Consigna >>
Formatea todas las líneas de los registros como una tabla Markdown con las columnas «Posición» y «Texto», una fila por línea y sin las líneas en blanco.

Registros dados >>
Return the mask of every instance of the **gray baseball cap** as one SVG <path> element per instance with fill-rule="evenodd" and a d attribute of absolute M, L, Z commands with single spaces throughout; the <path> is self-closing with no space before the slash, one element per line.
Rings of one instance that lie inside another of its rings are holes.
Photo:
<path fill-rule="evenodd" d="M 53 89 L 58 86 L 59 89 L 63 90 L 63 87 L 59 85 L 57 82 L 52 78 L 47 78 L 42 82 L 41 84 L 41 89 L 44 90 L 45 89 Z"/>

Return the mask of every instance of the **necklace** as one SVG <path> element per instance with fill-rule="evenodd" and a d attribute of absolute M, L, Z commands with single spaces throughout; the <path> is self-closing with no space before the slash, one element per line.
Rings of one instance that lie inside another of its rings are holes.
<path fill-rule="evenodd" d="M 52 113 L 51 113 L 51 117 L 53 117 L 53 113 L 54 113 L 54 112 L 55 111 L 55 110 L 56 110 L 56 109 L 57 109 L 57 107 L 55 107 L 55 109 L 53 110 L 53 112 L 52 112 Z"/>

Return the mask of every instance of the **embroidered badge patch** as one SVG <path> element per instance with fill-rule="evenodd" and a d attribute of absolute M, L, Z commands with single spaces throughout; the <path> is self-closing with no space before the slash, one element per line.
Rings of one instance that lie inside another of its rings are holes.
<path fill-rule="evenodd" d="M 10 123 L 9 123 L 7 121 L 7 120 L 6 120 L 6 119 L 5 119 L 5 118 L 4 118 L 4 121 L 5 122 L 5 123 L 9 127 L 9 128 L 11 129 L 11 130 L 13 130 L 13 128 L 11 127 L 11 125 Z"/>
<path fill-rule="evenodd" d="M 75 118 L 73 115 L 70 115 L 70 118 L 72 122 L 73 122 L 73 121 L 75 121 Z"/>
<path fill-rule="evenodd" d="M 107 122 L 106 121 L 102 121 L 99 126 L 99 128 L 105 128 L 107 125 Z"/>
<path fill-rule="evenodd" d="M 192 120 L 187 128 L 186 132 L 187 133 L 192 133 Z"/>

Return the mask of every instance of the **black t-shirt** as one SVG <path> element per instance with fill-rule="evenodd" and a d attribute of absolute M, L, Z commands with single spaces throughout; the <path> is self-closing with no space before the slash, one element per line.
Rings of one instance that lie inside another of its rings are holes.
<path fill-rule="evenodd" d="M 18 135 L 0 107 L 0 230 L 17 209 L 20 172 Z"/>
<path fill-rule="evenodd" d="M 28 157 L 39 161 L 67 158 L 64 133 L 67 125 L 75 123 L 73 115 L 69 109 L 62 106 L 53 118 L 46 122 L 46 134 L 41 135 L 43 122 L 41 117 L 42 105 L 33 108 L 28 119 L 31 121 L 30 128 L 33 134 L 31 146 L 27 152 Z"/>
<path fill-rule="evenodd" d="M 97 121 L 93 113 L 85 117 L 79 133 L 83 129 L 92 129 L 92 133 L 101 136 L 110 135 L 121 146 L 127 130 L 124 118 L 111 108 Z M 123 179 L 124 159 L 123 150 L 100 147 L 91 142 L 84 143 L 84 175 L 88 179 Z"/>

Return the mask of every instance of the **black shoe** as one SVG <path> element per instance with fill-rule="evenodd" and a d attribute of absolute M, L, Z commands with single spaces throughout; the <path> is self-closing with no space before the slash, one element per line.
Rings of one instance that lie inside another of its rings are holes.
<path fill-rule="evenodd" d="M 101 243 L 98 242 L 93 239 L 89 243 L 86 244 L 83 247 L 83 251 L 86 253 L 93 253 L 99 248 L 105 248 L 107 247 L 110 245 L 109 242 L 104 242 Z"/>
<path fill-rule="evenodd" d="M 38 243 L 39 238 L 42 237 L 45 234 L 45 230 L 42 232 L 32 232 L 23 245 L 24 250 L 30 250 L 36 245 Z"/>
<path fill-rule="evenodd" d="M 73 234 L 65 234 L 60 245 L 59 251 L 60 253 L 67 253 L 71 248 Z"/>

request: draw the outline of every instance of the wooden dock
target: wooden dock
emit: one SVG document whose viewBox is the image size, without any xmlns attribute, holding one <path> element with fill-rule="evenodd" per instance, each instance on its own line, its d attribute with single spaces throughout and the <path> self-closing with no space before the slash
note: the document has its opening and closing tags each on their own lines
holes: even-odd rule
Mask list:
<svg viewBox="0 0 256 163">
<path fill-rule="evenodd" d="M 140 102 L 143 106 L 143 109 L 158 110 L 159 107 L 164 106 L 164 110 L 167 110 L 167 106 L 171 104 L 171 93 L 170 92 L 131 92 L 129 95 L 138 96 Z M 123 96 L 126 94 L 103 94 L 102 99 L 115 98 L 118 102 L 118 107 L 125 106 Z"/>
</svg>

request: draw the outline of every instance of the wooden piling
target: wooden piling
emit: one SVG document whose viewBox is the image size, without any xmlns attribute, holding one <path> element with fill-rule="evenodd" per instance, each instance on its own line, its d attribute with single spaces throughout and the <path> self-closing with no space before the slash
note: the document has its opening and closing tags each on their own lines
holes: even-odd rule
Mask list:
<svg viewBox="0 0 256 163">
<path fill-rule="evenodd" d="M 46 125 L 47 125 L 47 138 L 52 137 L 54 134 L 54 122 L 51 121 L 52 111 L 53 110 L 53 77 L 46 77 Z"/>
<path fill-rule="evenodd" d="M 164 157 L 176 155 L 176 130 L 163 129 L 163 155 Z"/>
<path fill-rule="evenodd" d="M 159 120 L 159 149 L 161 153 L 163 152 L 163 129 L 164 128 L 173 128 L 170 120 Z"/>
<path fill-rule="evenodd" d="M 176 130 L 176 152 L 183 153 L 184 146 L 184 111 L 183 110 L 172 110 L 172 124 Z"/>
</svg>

Solución >>
| Posición | Texto |
|---|---|
| 1 | Return the mask of every instance of the **gray baseball cap** as one SVG <path> element per instance with fill-rule="evenodd" and a d attribute of absolute M, L, Z commands with single spaces throughout; the <path> is self-closing with no space before the slash, one element per line. |
| 2 | Rings of one instance that lie inside another of its rings are holes. |
| 3 | Photo: |
| 4 | <path fill-rule="evenodd" d="M 53 89 L 58 86 L 59 89 L 63 90 L 63 87 L 59 85 L 57 82 L 52 78 L 47 78 L 42 82 L 41 84 L 41 89 L 44 90 L 45 89 Z"/> |
| 5 | Return the mask of every instance of the **necklace** as one SVG <path> element per instance with fill-rule="evenodd" and a d attribute of absolute M, L, Z commands with single spaces throughout; the <path> is self-closing with no space before the slash, one element per line. |
| 6 | Rings of one instance that lie inside another of its rings are holes. |
| 7 | <path fill-rule="evenodd" d="M 52 113 L 51 113 L 51 117 L 53 117 L 53 113 L 54 113 L 54 112 L 55 111 L 55 110 L 56 110 L 56 109 L 57 109 L 57 107 L 55 107 L 55 109 L 53 110 L 53 112 L 52 112 Z"/> |
| 8 | Return the mask of every instance of the **embroidered badge patch** as one SVG <path> element per instance with fill-rule="evenodd" and a d attribute of absolute M, L, Z commands with single spaces throughout; the <path> is self-closing with no space before the slash, one element per line. |
| 9 | Rings of one instance that lie inside another of its rings are holes. |
| 10 | <path fill-rule="evenodd" d="M 10 123 L 9 123 L 7 121 L 7 120 L 6 120 L 6 119 L 5 119 L 5 118 L 4 118 L 4 121 L 5 122 L 5 123 L 9 127 L 9 128 L 11 129 L 11 130 L 13 130 L 13 128 L 11 127 L 11 125 Z"/> |
| 11 | <path fill-rule="evenodd" d="M 75 118 L 73 115 L 70 115 L 70 118 L 72 122 L 73 122 L 73 121 L 75 121 Z"/> |
| 12 | <path fill-rule="evenodd" d="M 107 122 L 106 121 L 102 121 L 99 126 L 99 128 L 105 128 L 107 125 Z"/> |
| 13 | <path fill-rule="evenodd" d="M 192 120 L 187 128 L 186 132 L 187 133 L 192 133 Z"/> |
| 14 | Return the mask of every instance of the **black t-shirt** as one SVG <path> element per instance with fill-rule="evenodd" and a d attribute of absolute M, L, Z commands with single spaces throughout; the <path> is self-closing with no space before the slash, one element per line. |
| 15 | Rings of one instance that lie inside another of its rings are holes. |
| 16 | <path fill-rule="evenodd" d="M 18 135 L 0 107 L 0 230 L 17 209 L 20 172 Z"/> |
| 17 | <path fill-rule="evenodd" d="M 28 157 L 39 161 L 67 158 L 64 133 L 67 125 L 75 123 L 73 115 L 69 109 L 62 106 L 53 118 L 46 122 L 46 134 L 41 135 L 43 122 L 41 117 L 42 105 L 33 108 L 28 119 L 31 121 L 30 128 L 33 134 L 31 146 L 27 152 Z"/> |
| 18 | <path fill-rule="evenodd" d="M 97 121 L 93 113 L 85 117 L 79 133 L 83 129 L 92 129 L 92 133 L 101 136 L 110 135 L 121 146 L 127 130 L 124 118 L 111 108 Z M 123 179 L 124 159 L 123 150 L 100 147 L 91 142 L 84 143 L 84 175 L 88 179 Z"/> |
| 19 | Return the mask of every instance of the **black shoe** as one SVG <path> element per instance with fill-rule="evenodd" and a d attribute of absolute M, L, Z commands with single spaces throughout; the <path> is self-closing with no space before the slash, one element per line. |
| 20 | Rings of one instance that lie inside another of its rings are holes. |
| 21 | <path fill-rule="evenodd" d="M 101 243 L 98 242 L 93 239 L 89 243 L 86 244 L 83 247 L 83 251 L 86 253 L 93 253 L 99 248 L 105 248 L 107 247 L 110 245 L 109 242 L 104 242 Z"/> |
| 22 | <path fill-rule="evenodd" d="M 38 243 L 39 238 L 42 237 L 45 234 L 45 230 L 42 232 L 32 232 L 23 245 L 24 250 L 30 250 L 36 245 Z"/> |
| 23 | <path fill-rule="evenodd" d="M 73 234 L 65 234 L 60 245 L 59 251 L 60 253 L 67 253 L 71 248 Z"/> |
| 24 | request: draw the outline of every instance of the wooden dock |
| 25 | target: wooden dock |
| 26 | emit: one SVG document whose viewBox is the image size, without any xmlns attribute, holding one <path> element with fill-rule="evenodd" per instance, each instance on its own line, its d attribute with single spaces throughout and the <path> self-closing with no space before the slash |
| 27 | note: the document has its opening and closing tags each on their own lines |
| 28 | holes: even-odd rule |
| 29 | Mask list: |
| 30 | <svg viewBox="0 0 256 163"> |
| 31 | <path fill-rule="evenodd" d="M 140 102 L 143 106 L 143 109 L 158 110 L 159 107 L 164 106 L 164 110 L 167 110 L 167 106 L 171 104 L 171 93 L 170 92 L 131 92 L 129 95 L 138 96 Z M 123 96 L 126 94 L 103 94 L 102 99 L 115 98 L 118 102 L 118 107 L 125 106 Z"/> |
| 32 | </svg> |
| 33 | request: draw the outline of every instance of the wooden piling |
| 34 | target: wooden piling |
| 35 | emit: one SVG document whose viewBox is the image size, without any xmlns attribute, holding one <path> element with fill-rule="evenodd" per instance, each instance on its own line, its d attribute with single spaces throughout and the <path> self-closing with no space before the slash |
| 36 | note: the document has its opening and closing tags each on their own lines |
| 37 | holes: even-odd rule |
| 38 | Mask list: |
| 39 | <svg viewBox="0 0 256 163"> |
| 40 | <path fill-rule="evenodd" d="M 46 125 L 47 125 L 47 138 L 52 137 L 54 134 L 54 122 L 51 121 L 52 111 L 53 110 L 53 77 L 46 77 Z"/> |
| 41 | <path fill-rule="evenodd" d="M 164 157 L 176 155 L 176 130 L 163 129 L 163 155 Z"/> |
| 42 | <path fill-rule="evenodd" d="M 159 120 L 159 149 L 161 153 L 163 152 L 163 129 L 164 128 L 173 128 L 170 120 Z"/> |
| 43 | <path fill-rule="evenodd" d="M 176 130 L 176 152 L 183 153 L 184 146 L 184 111 L 183 110 L 172 110 L 172 124 Z"/> |
| 44 | </svg> |